Problem to work on: Below are entries to be transcribed exactly; exclude the pictures from the copy.

Material provided:
..............................

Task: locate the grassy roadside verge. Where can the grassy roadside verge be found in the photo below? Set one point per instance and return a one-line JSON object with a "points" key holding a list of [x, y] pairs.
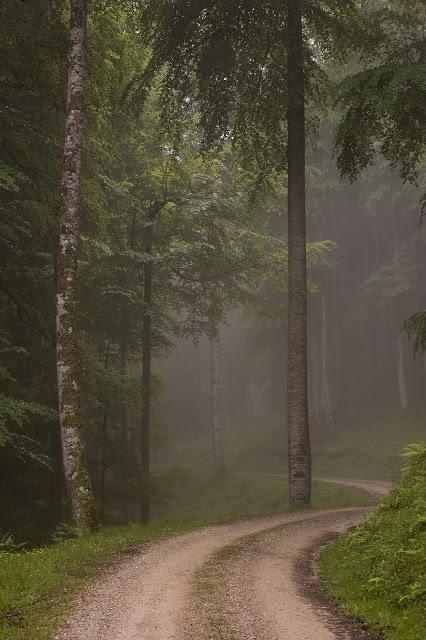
{"points": [[377, 573], [37, 587]]}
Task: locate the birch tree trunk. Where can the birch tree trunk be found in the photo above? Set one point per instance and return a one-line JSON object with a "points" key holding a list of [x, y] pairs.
{"points": [[216, 404], [325, 388], [402, 386], [74, 458], [146, 376], [299, 454]]}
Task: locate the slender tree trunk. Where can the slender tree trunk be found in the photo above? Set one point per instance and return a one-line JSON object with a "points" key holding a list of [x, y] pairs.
{"points": [[216, 404], [55, 476], [325, 388], [402, 386], [74, 459], [146, 376], [103, 467], [297, 383], [124, 410], [316, 380]]}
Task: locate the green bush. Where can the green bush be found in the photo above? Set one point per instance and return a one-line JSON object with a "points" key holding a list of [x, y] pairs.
{"points": [[378, 571]]}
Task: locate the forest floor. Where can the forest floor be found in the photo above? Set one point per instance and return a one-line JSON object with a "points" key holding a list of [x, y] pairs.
{"points": [[250, 580]]}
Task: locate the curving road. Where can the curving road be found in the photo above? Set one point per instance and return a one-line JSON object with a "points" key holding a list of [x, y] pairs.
{"points": [[249, 580]]}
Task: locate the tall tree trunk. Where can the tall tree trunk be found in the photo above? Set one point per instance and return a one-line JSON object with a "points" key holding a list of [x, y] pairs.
{"points": [[299, 453], [74, 458], [124, 411], [402, 386], [325, 389], [55, 476], [216, 404], [146, 375], [103, 468]]}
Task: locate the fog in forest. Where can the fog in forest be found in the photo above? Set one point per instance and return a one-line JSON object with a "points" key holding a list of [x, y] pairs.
{"points": [[367, 395]]}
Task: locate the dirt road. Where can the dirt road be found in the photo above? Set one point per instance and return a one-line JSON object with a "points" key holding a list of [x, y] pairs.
{"points": [[244, 581]]}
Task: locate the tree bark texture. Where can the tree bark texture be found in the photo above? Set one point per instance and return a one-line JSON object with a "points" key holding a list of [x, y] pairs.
{"points": [[146, 374], [402, 385], [216, 404], [124, 411], [299, 454], [74, 458]]}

..............................

Exercise response:
Task: locate the grassy roadside verge. Where can the grassy roadside verge be found in the photo below? Set one point per instance and return a one-line JSON object with a "points" key holding a list of [x, y] pairs.
{"points": [[377, 573], [37, 587]]}
Task: locate the birch tree trunk. Where can the birch tree trunk be found in the photo above? Set one point per instance and return a one-line JSON object with a "points" key holding a list of [x, y] pairs.
{"points": [[216, 404], [325, 388], [402, 386], [74, 458], [146, 376], [299, 454]]}
Task: locate the slender tree trunk. Where can the slender tree trunk be found in the photo above? Set one point per instance and return a one-line JSON object with a "points" key holding a list of [x, y] pairs.
{"points": [[216, 404], [55, 476], [325, 388], [402, 386], [74, 459], [146, 376], [103, 467], [297, 383], [124, 410], [316, 380]]}
Task: locate the green bush. Where can the green bush be found in the photo above? Set one point per instance and return a one-line JSON object with a "points" key holding a list of [x, y] pairs.
{"points": [[378, 571]]}
Task: locate the forest floor. Where can the forest floor be found in the photo above? Set one point per instance and return a one-line JSON object with a "points" key holding a list of [x, y] pairs.
{"points": [[250, 580]]}
Task: locate the curving road. Where can the curving road be found in the photo above? Set one point per instance and return a one-line JSON object with a "points" key holding a list of [x, y] pairs.
{"points": [[249, 580]]}
Task: locate the tall tree trunk. Where can the tall tree trunk be found in the photo above? Set one point per instance and return a one-line JSON object with a "points" key holding a list of [x, y] pairs.
{"points": [[299, 453], [74, 458], [124, 411], [402, 386], [325, 389], [55, 476], [216, 404], [146, 375], [103, 468]]}
Task: locate the fog in forest. Where can the fog in forest be found in the photo above? Set one point per instance and return a one-line JSON object with a "points" key holding a list of [x, y] pairs.
{"points": [[367, 395]]}
Task: locate the dirt road. Where can the dirt road be found in the photo above? Set one point per instance and return a one-line JSON object with a "points" key holding a list of [x, y] pairs.
{"points": [[244, 581]]}
Task: locate the tree bark texture. Where can the tree bark texture be found in the photo above? Set one point per instance and return a one-line JSON object with a "points" key holding a list of [x, y] pairs.
{"points": [[146, 374], [402, 385], [216, 404], [124, 411], [299, 454], [74, 458]]}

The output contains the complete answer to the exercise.